-- START Data lines --

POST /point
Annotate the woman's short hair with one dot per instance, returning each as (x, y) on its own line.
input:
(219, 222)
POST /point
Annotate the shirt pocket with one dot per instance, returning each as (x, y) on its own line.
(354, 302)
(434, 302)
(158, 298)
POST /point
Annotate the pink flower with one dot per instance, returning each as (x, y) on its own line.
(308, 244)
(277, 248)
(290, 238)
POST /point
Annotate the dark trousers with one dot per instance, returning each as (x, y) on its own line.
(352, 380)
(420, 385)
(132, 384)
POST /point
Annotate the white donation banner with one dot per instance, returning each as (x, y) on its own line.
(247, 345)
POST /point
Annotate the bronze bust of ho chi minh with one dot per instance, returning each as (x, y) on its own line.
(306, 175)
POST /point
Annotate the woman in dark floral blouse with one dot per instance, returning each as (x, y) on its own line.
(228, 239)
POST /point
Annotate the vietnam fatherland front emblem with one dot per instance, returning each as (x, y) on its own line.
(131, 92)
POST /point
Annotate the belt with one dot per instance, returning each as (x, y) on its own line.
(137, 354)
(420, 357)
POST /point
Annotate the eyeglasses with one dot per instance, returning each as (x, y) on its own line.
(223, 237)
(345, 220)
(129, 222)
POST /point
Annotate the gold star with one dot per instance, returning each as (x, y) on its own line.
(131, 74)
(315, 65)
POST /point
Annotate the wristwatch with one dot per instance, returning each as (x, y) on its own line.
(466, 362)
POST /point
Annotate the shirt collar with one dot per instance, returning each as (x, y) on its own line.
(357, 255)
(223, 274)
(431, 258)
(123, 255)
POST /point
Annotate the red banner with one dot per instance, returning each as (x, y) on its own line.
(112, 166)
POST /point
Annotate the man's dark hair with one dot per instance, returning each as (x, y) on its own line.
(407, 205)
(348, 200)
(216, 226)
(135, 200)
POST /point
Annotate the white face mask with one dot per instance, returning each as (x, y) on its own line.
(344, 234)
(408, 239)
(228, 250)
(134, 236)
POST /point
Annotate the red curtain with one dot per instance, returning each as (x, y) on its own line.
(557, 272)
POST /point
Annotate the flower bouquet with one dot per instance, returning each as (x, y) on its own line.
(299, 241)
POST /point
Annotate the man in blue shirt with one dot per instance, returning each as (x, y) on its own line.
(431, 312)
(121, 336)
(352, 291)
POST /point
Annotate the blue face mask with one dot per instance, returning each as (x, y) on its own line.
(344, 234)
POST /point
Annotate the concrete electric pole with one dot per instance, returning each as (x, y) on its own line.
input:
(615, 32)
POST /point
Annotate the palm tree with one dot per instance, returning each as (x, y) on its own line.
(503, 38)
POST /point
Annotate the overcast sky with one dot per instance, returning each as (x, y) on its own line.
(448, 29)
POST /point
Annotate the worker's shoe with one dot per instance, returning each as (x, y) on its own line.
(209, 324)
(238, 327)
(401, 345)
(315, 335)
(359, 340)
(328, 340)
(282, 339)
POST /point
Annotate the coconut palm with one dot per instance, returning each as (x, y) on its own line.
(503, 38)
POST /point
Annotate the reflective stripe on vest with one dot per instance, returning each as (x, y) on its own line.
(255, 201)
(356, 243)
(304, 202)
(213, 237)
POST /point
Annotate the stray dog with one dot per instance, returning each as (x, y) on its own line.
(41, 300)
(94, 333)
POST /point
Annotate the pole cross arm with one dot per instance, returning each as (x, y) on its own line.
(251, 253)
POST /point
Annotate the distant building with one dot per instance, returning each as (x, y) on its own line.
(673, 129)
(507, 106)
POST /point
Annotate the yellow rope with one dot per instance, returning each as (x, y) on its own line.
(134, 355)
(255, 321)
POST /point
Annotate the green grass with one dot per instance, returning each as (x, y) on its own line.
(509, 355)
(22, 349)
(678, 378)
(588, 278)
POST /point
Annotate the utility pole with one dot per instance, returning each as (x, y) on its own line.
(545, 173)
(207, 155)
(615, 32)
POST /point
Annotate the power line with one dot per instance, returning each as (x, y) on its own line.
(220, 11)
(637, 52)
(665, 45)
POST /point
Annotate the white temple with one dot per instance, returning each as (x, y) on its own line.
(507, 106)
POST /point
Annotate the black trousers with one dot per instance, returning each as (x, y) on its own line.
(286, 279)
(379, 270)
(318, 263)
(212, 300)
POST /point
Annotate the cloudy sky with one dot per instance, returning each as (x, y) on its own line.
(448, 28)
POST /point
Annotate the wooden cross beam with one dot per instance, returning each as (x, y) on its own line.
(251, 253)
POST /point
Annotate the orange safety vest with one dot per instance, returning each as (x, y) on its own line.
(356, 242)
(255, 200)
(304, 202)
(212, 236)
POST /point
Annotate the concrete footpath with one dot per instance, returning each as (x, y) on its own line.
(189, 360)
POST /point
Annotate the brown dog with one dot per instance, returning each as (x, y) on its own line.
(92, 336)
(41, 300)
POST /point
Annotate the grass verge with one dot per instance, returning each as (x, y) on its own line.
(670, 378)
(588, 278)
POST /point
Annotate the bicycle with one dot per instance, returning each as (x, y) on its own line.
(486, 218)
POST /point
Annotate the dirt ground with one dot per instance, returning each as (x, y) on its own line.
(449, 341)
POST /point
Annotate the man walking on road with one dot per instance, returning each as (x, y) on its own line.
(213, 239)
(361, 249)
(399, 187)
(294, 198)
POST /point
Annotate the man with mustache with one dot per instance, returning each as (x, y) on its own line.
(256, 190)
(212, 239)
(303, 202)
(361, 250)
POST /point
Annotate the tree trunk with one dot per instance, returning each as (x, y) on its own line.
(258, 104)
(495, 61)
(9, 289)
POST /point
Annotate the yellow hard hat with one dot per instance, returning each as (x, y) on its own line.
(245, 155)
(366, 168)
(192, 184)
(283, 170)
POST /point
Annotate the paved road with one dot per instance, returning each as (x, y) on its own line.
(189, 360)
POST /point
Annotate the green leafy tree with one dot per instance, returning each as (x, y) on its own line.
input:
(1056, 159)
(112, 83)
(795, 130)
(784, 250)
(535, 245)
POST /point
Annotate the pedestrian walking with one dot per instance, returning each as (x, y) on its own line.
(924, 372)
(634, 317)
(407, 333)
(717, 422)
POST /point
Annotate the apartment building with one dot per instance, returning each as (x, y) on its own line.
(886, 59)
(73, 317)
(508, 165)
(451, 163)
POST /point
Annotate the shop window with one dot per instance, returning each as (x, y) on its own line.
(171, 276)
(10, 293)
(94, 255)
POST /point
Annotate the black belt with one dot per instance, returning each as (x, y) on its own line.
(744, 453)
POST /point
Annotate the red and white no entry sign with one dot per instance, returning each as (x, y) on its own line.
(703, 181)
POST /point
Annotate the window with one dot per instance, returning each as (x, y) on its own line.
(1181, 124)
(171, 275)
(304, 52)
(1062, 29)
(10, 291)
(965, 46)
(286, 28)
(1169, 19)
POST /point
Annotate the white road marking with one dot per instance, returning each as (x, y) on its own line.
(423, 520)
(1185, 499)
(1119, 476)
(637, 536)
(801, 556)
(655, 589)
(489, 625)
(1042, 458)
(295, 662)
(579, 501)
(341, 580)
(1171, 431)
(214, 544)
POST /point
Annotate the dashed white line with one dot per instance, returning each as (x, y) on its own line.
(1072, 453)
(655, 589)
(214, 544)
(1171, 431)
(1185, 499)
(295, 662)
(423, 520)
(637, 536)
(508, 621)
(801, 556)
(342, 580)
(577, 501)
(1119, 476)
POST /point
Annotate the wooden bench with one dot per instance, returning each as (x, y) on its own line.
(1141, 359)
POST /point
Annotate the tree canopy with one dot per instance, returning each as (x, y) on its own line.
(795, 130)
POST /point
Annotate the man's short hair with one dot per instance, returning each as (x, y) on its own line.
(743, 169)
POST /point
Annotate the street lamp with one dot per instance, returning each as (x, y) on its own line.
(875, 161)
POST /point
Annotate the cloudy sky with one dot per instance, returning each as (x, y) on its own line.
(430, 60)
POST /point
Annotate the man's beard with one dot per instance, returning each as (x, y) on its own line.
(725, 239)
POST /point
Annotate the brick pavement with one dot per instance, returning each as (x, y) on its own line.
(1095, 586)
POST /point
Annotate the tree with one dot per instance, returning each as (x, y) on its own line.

-- END Data lines --

Which lines in the material above contain the string "building"? List each such line in full, counting only matches with the same case.

Annotate the distant building with one dot per instance, returning each as (x, y) on its own line.
Annotate the apartment building with one dot per instance, returning each as (x, y) on its own line.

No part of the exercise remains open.